→ **WHAT THE TASK ASKS**
Copy out exactly every line from the line containing "the concrete wall" until the records below end, inclusive of both boundary lines.

→ **RECORDS SHOWN**
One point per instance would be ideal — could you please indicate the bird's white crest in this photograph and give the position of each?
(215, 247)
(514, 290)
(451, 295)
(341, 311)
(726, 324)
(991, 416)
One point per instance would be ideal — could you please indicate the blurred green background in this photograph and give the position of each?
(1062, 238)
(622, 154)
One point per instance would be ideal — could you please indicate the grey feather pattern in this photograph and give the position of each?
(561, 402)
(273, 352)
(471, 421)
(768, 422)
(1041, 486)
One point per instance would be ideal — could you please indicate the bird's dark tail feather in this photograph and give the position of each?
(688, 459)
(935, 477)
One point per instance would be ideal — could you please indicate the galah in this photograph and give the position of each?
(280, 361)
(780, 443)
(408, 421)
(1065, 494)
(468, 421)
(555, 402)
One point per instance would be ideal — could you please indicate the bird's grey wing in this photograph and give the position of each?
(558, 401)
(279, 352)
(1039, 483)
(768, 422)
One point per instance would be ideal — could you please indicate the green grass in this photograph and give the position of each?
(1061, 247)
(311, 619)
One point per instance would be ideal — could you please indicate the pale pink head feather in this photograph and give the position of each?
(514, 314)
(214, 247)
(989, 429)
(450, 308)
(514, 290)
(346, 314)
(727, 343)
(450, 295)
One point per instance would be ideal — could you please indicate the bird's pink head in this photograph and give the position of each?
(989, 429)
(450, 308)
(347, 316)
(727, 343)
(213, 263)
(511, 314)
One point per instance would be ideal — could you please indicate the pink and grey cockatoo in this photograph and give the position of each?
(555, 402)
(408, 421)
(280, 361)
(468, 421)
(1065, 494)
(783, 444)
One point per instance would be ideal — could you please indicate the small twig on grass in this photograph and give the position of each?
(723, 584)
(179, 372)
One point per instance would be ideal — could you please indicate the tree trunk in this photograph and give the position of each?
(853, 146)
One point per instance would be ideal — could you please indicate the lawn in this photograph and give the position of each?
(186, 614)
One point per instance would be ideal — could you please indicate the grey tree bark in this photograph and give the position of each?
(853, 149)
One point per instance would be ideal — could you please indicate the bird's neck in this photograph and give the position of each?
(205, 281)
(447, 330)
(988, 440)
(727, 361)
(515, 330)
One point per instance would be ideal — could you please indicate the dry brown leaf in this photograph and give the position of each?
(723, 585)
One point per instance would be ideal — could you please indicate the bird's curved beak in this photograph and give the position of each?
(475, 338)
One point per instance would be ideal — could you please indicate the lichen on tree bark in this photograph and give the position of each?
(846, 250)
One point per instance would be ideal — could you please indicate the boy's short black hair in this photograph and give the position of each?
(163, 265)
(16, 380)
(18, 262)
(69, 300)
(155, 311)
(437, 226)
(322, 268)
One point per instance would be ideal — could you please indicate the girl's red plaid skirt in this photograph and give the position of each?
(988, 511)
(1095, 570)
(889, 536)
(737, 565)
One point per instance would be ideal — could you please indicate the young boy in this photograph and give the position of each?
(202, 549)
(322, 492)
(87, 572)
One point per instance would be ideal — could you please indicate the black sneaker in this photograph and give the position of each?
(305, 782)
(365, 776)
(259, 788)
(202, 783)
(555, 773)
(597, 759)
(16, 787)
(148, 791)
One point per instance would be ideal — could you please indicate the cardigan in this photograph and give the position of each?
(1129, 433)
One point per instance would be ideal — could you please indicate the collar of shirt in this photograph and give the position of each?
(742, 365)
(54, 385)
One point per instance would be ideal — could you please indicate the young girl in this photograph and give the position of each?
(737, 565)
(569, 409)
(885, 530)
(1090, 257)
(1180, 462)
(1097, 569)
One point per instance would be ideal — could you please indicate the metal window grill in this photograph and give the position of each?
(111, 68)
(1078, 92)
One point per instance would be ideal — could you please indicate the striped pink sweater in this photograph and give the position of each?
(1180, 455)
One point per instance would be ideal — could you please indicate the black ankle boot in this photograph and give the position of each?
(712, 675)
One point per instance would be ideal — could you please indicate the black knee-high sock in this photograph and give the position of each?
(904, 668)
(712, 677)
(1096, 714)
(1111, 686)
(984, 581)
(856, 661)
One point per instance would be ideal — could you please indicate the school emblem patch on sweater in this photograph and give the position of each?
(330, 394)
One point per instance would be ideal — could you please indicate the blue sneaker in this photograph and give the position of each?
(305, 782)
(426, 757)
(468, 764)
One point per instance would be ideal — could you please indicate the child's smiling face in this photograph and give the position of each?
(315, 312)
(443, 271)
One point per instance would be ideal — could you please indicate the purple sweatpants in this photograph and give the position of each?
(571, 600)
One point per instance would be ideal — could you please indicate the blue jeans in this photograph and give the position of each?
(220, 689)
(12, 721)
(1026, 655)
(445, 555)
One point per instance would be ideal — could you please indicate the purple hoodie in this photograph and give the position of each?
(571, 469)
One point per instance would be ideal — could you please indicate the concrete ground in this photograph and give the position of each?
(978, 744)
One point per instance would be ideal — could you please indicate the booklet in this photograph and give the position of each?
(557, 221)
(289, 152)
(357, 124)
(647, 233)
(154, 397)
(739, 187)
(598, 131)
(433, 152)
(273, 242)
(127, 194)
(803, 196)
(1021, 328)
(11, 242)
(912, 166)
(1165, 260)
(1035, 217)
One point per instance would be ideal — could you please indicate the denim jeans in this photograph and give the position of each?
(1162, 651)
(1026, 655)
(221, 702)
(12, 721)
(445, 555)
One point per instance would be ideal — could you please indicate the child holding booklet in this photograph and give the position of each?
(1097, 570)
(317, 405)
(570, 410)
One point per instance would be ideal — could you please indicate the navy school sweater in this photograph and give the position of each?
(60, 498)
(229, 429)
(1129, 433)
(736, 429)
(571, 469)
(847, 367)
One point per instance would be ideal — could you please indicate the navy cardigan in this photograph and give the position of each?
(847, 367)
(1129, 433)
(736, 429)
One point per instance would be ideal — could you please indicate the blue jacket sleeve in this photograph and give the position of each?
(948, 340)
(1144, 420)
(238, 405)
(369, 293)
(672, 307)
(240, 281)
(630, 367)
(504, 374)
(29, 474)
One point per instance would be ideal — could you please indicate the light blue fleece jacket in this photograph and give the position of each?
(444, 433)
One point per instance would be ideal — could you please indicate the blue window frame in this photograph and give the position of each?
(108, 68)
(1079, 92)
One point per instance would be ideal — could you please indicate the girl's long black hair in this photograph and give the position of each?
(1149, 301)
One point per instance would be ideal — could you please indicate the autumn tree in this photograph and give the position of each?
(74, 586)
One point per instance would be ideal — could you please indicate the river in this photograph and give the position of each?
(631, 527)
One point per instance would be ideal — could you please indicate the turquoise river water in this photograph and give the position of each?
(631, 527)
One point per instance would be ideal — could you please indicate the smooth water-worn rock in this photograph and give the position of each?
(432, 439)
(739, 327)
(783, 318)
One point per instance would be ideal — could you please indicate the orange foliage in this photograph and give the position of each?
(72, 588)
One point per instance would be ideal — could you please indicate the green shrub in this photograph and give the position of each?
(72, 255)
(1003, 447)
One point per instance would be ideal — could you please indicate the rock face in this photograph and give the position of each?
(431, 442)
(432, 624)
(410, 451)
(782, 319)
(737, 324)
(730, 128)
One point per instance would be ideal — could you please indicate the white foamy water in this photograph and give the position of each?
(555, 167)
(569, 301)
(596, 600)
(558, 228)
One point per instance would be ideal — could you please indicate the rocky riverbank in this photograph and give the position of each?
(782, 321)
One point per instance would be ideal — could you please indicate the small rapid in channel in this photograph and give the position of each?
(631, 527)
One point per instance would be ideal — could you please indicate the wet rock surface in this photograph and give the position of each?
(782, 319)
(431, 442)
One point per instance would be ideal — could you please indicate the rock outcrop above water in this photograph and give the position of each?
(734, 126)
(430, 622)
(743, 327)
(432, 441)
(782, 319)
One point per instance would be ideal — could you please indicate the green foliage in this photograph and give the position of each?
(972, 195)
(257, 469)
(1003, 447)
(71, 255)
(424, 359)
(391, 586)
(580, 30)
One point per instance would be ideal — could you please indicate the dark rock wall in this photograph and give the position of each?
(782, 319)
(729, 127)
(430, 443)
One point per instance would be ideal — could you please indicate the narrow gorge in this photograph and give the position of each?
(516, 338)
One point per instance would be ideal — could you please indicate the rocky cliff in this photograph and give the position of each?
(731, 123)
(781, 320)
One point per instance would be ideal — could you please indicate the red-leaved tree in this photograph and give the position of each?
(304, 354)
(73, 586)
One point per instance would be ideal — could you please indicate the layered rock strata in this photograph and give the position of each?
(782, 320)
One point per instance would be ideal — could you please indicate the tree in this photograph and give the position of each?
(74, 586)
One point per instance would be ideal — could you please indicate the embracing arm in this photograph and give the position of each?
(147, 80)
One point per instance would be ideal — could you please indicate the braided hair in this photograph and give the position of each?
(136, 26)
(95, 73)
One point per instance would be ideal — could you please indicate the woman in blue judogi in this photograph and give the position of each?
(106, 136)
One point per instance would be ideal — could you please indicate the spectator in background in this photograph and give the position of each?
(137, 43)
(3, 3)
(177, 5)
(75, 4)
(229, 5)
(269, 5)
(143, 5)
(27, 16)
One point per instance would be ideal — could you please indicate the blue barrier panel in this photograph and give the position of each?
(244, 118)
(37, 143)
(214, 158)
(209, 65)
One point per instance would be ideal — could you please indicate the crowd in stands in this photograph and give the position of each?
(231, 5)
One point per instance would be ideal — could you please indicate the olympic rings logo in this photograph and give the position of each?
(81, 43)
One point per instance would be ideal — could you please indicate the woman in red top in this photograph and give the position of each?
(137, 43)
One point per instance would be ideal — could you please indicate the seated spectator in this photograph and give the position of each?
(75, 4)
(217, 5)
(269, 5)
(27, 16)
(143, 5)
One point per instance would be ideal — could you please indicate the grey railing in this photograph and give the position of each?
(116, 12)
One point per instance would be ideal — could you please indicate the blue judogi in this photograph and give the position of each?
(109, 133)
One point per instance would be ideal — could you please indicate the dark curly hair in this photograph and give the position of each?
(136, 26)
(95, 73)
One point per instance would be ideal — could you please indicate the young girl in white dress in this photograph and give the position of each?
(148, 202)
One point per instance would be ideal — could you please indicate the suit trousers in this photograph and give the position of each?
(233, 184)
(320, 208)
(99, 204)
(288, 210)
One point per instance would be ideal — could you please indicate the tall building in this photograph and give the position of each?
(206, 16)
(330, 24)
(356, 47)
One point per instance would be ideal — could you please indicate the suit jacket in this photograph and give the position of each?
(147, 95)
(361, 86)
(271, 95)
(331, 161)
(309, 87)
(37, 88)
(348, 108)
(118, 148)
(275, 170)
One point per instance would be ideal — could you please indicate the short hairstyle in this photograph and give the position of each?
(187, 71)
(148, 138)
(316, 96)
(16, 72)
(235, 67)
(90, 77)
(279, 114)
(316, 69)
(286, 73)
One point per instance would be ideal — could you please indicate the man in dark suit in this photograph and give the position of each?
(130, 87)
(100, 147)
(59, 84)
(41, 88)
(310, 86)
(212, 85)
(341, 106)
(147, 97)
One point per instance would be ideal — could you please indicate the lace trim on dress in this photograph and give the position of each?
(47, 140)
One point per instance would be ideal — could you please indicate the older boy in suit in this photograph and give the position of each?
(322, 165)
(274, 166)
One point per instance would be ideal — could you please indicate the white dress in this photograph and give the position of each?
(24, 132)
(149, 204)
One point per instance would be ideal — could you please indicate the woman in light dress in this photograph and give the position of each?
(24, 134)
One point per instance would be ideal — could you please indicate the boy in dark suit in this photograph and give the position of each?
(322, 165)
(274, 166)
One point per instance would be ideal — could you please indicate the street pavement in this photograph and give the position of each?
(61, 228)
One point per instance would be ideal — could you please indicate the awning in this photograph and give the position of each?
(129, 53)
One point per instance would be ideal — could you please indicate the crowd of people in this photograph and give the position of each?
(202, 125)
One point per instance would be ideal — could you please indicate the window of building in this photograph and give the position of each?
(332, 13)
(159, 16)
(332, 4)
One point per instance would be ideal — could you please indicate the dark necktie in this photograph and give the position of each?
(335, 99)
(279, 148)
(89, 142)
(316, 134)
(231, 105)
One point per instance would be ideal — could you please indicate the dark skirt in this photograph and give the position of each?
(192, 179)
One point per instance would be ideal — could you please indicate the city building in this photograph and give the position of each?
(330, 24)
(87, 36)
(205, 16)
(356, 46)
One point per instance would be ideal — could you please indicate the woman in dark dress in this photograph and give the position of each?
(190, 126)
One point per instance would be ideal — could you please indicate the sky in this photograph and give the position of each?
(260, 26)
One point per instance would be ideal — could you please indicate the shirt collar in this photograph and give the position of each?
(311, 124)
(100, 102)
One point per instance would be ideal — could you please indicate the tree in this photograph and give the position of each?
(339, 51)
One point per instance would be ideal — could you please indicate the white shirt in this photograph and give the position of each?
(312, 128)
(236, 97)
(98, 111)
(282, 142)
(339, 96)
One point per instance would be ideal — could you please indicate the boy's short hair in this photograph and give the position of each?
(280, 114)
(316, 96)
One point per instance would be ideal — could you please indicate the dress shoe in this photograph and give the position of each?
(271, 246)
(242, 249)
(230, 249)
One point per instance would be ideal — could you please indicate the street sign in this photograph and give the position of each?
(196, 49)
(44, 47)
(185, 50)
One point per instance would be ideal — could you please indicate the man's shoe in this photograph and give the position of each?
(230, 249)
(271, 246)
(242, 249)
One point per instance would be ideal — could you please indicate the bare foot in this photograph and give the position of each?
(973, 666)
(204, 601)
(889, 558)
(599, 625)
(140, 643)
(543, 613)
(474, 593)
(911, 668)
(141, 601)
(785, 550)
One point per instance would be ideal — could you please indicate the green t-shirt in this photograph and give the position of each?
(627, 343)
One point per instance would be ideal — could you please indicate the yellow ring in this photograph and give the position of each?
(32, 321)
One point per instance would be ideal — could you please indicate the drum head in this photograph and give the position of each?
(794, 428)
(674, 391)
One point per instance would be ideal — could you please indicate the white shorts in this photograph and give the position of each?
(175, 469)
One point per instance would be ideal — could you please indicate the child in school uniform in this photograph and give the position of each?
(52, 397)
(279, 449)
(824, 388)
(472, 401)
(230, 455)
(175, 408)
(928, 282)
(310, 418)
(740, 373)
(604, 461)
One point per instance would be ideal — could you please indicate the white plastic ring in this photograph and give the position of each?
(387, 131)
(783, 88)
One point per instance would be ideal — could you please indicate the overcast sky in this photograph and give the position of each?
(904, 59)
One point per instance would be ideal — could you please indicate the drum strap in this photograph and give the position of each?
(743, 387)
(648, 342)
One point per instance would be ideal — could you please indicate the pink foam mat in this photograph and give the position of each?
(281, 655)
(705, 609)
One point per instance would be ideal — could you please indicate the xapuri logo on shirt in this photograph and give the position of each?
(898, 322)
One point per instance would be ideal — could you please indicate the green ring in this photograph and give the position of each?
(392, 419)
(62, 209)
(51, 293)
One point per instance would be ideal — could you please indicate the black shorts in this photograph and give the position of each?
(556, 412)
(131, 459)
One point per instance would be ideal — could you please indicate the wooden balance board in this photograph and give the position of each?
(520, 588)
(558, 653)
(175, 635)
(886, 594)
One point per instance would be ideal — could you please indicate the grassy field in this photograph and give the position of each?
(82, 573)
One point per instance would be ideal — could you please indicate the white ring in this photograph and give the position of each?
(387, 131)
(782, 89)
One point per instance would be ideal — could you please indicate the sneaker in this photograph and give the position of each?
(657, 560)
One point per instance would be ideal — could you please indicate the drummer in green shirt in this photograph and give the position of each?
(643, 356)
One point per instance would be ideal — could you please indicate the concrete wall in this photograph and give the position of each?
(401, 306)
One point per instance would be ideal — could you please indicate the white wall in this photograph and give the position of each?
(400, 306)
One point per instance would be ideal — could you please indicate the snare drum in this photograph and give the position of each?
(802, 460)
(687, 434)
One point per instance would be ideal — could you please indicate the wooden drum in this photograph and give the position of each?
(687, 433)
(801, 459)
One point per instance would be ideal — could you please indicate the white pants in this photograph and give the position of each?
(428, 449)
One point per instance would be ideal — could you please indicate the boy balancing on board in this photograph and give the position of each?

→ **RESULT FOR THIS TASK**
One point per instance would be ideal — could you please indicate the concrete wall in this photograph and give the position of each?
(401, 306)
One point per instance would be ideal — could you please indicate the white wall in this photograph and give the position of each?
(400, 306)
One point per instance would be ideal — could you please indicate the snare drum in this photograph and give the position of each?
(802, 460)
(687, 434)
One point per instance would be ideal — could you please indicate the wooden drum in this photograph and give the position of each?
(687, 433)
(801, 459)
One point per instance would be ideal — could you please indicate the white pants in this photograph and give the position of each?
(428, 449)
One point per instance would be ideal — could you please indicate the boy balancing on board in this photograph and give the position of each?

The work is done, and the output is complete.